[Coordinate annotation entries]
········
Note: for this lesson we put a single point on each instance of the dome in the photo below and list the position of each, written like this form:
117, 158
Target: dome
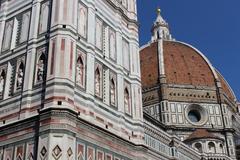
183, 65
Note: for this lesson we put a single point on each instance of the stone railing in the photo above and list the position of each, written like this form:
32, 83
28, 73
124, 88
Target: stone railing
172, 147
216, 157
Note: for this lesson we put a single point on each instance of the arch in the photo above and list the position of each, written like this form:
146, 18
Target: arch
99, 34
25, 27
198, 146
7, 35
2, 82
112, 92
112, 44
19, 76
97, 82
211, 147
82, 20
80, 73
127, 105
221, 150
40, 68
43, 26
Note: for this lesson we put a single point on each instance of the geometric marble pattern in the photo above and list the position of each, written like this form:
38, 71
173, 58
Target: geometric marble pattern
57, 152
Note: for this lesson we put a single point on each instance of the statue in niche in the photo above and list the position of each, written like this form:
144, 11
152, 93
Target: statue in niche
97, 83
40, 70
2, 80
112, 93
79, 74
83, 21
112, 46
126, 101
20, 78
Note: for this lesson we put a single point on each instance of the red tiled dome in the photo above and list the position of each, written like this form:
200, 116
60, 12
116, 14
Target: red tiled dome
183, 65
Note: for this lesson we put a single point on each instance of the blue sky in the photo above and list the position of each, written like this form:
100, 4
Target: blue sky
212, 26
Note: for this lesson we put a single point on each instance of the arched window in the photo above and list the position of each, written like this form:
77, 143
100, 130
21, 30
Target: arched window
99, 33
198, 146
97, 82
7, 35
124, 3
2, 82
25, 27
43, 25
127, 105
19, 76
126, 56
40, 68
112, 44
82, 20
80, 73
113, 92
221, 150
211, 147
········
Challenge: Format every line of the entries above as a JSON list of strings, one string per line. Skip blank lines and leave the pictures out.

Answer:
[
  "Note: for this lesson we put a single point on each instance of the dome in the photo below and list the position of each, written like this form:",
  "117, 158",
  "Target: dome",
  "183, 65",
  "Note: for this lesson we put a single point on each instance of the stone railing in the photo above and list the position of each, written like this form:",
  "32, 83",
  "28, 73",
  "124, 88",
  "Target: stone railing",
  "172, 147",
  "216, 157",
  "Note: for this lesson we put a single point on each instance of the arch in the photo above and list the position of each, written like this form:",
  "146, 18",
  "Target: arch",
  "99, 34",
  "25, 27",
  "198, 146",
  "7, 35",
  "2, 82",
  "112, 92",
  "112, 44",
  "19, 76",
  "97, 82",
  "211, 147",
  "82, 20",
  "80, 73",
  "127, 105",
  "221, 150",
  "40, 68",
  "43, 26",
  "Note: for this lesson we put a single point on each instance of the geometric marble pattern in the photo above and list the position of each, written like this form:",
  "38, 71",
  "173, 58",
  "Target: geometric marble pattern",
  "57, 152",
  "Note: for this lesson we put a single point on each instance of the statue in niche in the photo above and list the position of each, written like this form:",
  "144, 11",
  "152, 93",
  "Target: statue in niche",
  "97, 83",
  "40, 70",
  "2, 80",
  "112, 93",
  "79, 74",
  "83, 21",
  "112, 46",
  "126, 101",
  "20, 78",
  "Note: for this lesson we put a single point on each instance of the red tiled dome in the photo above and list the position of each, written like this form:",
  "200, 116",
  "60, 12",
  "116, 14",
  "Target: red tiled dome",
  "183, 65",
  "Note: for this lesson we put a single point on each instance of the blue sky in the photo above and list the position of each, written like this form:",
  "100, 4",
  "Target: blue sky",
  "212, 26",
  "Note: for this lesson we put a single point on each instance of the arched window in the photo above and list the position of each, written like this form:",
  "77, 143",
  "100, 130",
  "21, 30",
  "Target: arched window",
  "99, 33",
  "198, 146",
  "97, 82",
  "7, 35",
  "124, 3",
  "2, 82",
  "25, 27",
  "43, 25",
  "127, 105",
  "19, 76",
  "126, 56",
  "40, 68",
  "112, 44",
  "82, 20",
  "80, 73",
  "113, 92",
  "221, 150",
  "211, 147"
]